[Stated problem]:
Find each line in the listing below that contains the string "every", and copy those lines out in full.

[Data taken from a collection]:
##############################
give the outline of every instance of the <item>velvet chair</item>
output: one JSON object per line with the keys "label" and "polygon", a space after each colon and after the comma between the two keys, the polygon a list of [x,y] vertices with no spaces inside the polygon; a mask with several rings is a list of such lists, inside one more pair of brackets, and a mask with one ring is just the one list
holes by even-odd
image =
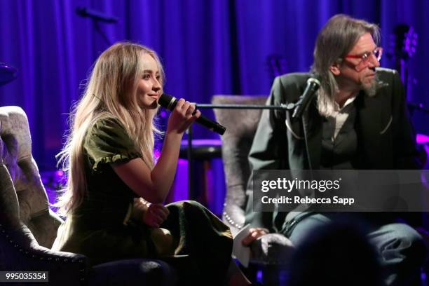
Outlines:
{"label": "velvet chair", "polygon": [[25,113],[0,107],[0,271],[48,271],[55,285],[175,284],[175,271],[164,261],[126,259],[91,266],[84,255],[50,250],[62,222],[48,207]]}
##############################
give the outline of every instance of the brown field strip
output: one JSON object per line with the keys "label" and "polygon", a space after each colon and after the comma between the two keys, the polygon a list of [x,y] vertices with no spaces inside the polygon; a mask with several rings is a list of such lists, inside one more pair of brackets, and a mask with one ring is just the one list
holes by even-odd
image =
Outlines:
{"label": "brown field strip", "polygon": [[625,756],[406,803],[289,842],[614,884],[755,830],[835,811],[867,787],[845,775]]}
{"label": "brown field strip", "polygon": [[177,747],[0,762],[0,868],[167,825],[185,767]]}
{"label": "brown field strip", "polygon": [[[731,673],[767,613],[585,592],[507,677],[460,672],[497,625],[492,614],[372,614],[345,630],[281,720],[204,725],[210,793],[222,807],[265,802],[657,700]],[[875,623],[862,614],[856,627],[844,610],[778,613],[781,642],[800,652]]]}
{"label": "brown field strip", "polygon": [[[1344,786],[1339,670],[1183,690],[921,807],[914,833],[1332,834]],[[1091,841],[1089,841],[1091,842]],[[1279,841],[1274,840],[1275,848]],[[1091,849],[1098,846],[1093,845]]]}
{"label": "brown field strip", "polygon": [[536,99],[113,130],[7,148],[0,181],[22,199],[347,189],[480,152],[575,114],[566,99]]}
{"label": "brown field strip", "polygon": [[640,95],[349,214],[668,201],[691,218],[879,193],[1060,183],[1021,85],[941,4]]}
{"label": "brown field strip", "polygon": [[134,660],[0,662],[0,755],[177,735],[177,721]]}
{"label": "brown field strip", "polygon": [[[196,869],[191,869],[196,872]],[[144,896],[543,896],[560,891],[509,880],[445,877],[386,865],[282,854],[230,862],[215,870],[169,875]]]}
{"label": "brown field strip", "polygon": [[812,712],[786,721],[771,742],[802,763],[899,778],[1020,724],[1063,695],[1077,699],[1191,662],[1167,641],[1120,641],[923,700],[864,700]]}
##############################
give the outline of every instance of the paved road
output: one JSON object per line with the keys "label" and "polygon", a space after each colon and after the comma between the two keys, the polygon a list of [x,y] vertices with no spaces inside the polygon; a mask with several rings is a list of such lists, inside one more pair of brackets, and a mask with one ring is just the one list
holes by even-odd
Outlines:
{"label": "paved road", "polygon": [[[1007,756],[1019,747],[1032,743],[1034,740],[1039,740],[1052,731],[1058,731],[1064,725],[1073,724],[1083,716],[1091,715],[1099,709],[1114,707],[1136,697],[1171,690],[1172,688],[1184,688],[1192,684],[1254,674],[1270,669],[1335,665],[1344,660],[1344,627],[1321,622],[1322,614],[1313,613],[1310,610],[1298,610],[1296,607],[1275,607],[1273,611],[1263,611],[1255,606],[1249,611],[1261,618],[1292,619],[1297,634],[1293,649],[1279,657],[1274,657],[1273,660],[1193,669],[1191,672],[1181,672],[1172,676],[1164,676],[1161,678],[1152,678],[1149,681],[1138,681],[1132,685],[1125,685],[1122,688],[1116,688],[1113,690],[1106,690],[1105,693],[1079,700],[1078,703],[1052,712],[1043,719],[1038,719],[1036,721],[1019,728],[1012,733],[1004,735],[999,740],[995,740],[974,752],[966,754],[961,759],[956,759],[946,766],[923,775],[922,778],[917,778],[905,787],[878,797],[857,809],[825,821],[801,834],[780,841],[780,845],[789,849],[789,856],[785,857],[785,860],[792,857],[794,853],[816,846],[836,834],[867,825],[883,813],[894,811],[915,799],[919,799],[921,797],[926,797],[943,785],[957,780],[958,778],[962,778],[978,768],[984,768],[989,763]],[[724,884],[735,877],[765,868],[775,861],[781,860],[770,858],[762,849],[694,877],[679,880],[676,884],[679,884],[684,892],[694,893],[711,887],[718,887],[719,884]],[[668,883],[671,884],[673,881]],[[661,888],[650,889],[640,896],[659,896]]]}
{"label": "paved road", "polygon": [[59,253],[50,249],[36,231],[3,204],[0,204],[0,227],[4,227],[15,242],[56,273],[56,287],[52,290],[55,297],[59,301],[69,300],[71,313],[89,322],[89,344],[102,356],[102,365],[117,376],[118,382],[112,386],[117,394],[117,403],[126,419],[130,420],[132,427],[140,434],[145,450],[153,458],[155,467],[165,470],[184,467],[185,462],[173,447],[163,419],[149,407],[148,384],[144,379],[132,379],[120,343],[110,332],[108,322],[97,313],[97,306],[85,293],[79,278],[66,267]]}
##############################
[Reply]:
give the outline of every instance of the <item>velvet chair</item>
give the outline of every instance of the brown field strip
give the outline of every instance of the paved road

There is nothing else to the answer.